- Short problem -
Rewrite the records from their first line through the line containing "column 311, row 88", replacing "white chimney" with "brick chimney" and leaving everything else unchanged. Return only those lines.

- Data shown -
-=-=-=-=-

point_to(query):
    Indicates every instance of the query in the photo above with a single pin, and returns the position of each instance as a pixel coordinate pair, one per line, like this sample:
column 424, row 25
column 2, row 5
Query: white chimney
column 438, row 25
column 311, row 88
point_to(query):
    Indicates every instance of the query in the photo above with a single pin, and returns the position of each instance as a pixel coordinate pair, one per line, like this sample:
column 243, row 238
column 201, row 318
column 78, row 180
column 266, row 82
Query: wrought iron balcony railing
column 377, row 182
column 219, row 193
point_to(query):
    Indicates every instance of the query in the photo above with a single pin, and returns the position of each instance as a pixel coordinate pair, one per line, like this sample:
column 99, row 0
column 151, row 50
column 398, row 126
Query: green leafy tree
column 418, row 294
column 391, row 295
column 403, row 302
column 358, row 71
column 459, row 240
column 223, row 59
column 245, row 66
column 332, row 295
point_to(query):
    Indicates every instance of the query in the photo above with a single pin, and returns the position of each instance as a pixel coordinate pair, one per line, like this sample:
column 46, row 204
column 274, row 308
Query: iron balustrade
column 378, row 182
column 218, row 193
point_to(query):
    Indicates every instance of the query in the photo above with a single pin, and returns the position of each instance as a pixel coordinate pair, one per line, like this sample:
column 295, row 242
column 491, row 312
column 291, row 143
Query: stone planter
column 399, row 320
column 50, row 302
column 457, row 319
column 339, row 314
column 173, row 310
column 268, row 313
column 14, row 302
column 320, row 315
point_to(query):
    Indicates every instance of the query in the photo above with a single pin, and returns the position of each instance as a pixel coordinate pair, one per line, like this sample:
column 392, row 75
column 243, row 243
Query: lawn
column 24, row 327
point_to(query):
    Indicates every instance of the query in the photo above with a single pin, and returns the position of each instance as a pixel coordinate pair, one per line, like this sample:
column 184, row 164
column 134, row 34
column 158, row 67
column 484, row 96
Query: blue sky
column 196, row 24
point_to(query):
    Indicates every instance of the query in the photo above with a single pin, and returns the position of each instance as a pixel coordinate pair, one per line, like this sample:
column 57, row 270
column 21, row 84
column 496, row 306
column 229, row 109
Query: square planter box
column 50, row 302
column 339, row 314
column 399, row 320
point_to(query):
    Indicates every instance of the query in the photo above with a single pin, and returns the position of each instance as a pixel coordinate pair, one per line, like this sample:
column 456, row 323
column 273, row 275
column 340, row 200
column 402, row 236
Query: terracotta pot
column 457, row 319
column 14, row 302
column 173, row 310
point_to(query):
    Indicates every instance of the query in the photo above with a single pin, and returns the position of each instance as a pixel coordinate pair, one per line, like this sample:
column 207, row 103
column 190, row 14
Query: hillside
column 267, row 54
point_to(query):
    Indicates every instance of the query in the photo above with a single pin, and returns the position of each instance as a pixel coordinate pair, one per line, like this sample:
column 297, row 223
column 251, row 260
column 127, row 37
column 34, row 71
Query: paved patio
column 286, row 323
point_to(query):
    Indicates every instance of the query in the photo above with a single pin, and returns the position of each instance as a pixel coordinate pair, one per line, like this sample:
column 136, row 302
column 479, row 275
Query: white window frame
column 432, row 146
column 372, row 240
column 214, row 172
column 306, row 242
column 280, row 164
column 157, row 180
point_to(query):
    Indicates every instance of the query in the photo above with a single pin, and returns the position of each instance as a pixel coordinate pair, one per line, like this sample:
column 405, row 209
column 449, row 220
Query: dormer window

-=-=-=-=-

- Answer to this problem -
point_to(query):
    Indicates every instance of the query in the photo above with a single pin, and returns the position of each instance as a pixel coordinate pair, one per line, like this sample:
column 424, row 25
column 2, row 5
Query: brick chimney
column 438, row 25
column 311, row 88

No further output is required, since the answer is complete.